━━ DATA LISTING ━━
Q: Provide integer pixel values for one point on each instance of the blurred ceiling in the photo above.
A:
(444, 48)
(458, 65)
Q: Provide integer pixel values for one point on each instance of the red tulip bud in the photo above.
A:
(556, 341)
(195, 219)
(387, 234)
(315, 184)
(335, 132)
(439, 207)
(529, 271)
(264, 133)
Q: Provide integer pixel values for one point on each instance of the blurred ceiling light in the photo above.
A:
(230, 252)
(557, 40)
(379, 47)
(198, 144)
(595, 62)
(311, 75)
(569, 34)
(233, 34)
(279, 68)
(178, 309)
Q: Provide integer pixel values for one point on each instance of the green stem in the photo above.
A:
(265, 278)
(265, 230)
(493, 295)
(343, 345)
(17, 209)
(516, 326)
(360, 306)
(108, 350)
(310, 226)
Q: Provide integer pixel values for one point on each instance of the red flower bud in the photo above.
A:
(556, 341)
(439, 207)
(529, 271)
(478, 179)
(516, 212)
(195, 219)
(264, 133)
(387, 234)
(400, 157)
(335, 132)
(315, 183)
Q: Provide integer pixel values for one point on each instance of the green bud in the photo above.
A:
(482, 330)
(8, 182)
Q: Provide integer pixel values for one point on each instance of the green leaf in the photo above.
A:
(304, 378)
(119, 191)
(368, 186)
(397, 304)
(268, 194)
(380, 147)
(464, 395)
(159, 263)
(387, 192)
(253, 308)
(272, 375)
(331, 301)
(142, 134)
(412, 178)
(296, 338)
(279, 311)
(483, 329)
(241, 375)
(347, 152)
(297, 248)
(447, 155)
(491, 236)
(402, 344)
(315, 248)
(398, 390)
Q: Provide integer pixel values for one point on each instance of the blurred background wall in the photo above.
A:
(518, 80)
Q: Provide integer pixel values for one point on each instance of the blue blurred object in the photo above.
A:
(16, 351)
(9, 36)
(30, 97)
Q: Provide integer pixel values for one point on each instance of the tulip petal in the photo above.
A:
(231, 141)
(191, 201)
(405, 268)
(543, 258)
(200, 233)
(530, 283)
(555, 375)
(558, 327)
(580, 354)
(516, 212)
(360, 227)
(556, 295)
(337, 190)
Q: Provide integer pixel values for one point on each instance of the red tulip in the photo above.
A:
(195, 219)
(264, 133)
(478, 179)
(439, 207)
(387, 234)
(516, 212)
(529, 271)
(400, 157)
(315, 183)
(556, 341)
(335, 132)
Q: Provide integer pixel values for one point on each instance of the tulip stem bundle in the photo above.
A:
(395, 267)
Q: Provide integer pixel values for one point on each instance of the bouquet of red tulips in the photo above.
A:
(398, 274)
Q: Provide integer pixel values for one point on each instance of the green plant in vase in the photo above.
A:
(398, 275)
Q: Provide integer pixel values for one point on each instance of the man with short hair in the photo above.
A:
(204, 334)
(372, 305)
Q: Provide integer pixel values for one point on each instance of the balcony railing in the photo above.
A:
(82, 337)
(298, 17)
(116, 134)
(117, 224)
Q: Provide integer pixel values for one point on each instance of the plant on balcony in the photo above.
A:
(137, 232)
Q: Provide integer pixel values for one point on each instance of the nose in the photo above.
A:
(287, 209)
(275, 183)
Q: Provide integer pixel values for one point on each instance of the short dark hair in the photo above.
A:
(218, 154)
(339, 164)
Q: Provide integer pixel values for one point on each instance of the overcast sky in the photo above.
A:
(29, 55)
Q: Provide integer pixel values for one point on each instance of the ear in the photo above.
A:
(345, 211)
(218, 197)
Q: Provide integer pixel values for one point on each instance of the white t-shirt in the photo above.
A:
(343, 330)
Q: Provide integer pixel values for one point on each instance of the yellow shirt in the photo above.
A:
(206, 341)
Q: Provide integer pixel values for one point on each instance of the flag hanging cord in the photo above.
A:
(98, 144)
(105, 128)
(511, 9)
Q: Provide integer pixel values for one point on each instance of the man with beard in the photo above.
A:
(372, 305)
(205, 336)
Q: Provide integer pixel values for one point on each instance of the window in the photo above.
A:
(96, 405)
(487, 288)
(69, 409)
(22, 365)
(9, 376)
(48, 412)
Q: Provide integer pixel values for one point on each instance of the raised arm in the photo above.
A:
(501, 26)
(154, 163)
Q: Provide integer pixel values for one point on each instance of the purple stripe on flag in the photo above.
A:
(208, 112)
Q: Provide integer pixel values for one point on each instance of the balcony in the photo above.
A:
━━━
» ABOUT THIS TASK: Copy the entries above exactly. Miss none of them.

» ANSWER TO THIS TASK:
Q: Provide integer pixel values for one point on each instance of the blurred ceiling in the photo above.
A:
(444, 48)
(458, 65)
Q: Provide integer pixel values for one point on each instance of the red tulip bud in the photo above.
A:
(556, 341)
(195, 219)
(387, 234)
(315, 184)
(335, 132)
(439, 207)
(529, 271)
(264, 133)
Q: Provide integer pixel values for one point on each instance of the blurred ceiling light in the photo above.
A:
(230, 252)
(557, 40)
(379, 47)
(198, 144)
(595, 62)
(311, 75)
(569, 34)
(233, 34)
(279, 68)
(178, 309)
Q: Provide integer pixel values for one point on each instance of the green stem in the photo above.
A:
(265, 278)
(265, 230)
(493, 295)
(343, 345)
(17, 209)
(516, 326)
(360, 306)
(108, 350)
(310, 226)
Q: Provide integer pixel values for one point on each instance of the red flower bud in the photo above.
A:
(556, 341)
(439, 207)
(529, 271)
(478, 179)
(516, 212)
(195, 219)
(264, 133)
(387, 234)
(400, 157)
(335, 132)
(315, 183)
Q: Provide integer pixel values for one point on each instance of the green bud in the photo above.
A:
(482, 330)
(8, 182)
Q: Provide integer pixel values for one point on each instance of the green leaf in the photo above.
A:
(304, 378)
(119, 191)
(368, 186)
(397, 304)
(268, 194)
(380, 147)
(464, 395)
(159, 263)
(387, 192)
(253, 308)
(272, 375)
(331, 301)
(142, 134)
(412, 178)
(296, 338)
(279, 311)
(483, 329)
(241, 375)
(347, 152)
(297, 248)
(447, 155)
(491, 236)
(402, 344)
(315, 248)
(398, 390)
Q: Provide integer pixel values for one point on each instance of the blurred background wall in the photo above.
A:
(518, 80)
Q: Provide integer pixel values for one point on each instance of the blue blurred object in the photo above.
A:
(16, 351)
(9, 36)
(30, 97)
Q: Provide integer pixel values for one point on each instance of the tulip petal in the photo above.
A:
(231, 141)
(191, 201)
(405, 268)
(543, 258)
(200, 233)
(530, 283)
(555, 375)
(558, 327)
(580, 354)
(516, 212)
(360, 227)
(556, 295)
(337, 190)
Q: Provide integer pixel values for one point on each instance of the red tulip in the photo above.
A:
(195, 219)
(264, 133)
(478, 179)
(439, 207)
(387, 234)
(516, 212)
(529, 271)
(400, 157)
(315, 183)
(556, 341)
(335, 132)
Q: Provide integer pixel values for one point on each instance of the tulip stem bundle in the photo above.
A:
(395, 267)
Q: Provide integer pixel values for one point on each instance of the bouquet of red tulips in the photo above.
A:
(398, 274)
Q: Provide integer pixel values for one point on each instance of the green plant in vase in the photo above.
A:
(398, 275)
Q: Provide integer pixel values for one point on each instance of the man with short hair in the photo above.
A:
(204, 334)
(372, 305)
Q: Provide integer pixel values for one point on each instance of the balcony railing in the photo above.
A:
(82, 337)
(298, 17)
(116, 134)
(117, 224)
Q: Provide integer pixel values for one point on each instance of the plant on balcony in the photo above.
A:
(137, 232)
Q: Provide integer pixel values for one point on each instance of the nose in the photo above.
A:
(287, 209)
(275, 183)
Q: Provide integer pixel values for one point on each instance of the short dark hair in the photo above.
A:
(218, 154)
(339, 164)
Q: Provide integer pixel values for one point on each instance of the overcast sky in the photo above.
A:
(29, 55)
Q: Provide integer pixel values for one point on each instance of the ear in the photo above.
A:
(345, 211)
(218, 197)
Q: Provide integer pixel values for one point on each instance of the white t-shirt in the photo above.
A:
(343, 330)
Q: Provide integer pixel values for one point on each instance of the yellow shirt in the photo above.
A:
(206, 341)
Q: Provide integer pixel values for one point on each instance of the flag hanging cord in the photo above.
A:
(98, 144)
(105, 128)
(511, 9)
Q: Provide integer pixel values for one point on each instance of the man with beard in the photo above.
A:
(372, 305)
(205, 336)
Q: Provide integer pixel values for one point on each instance of the window in the photo above.
A:
(96, 405)
(487, 288)
(69, 409)
(22, 365)
(9, 376)
(48, 412)
Q: Provide integer pixel values for one point on each instance of the raised arm in the photo above.
A:
(501, 26)
(154, 163)
Q: Provide integer pixel values for one point on each instance of the purple stripe on flag in the photo above.
A:
(208, 112)
Q: Provide integer pixel values for one point on each instance of the balcony in the photo above.
A:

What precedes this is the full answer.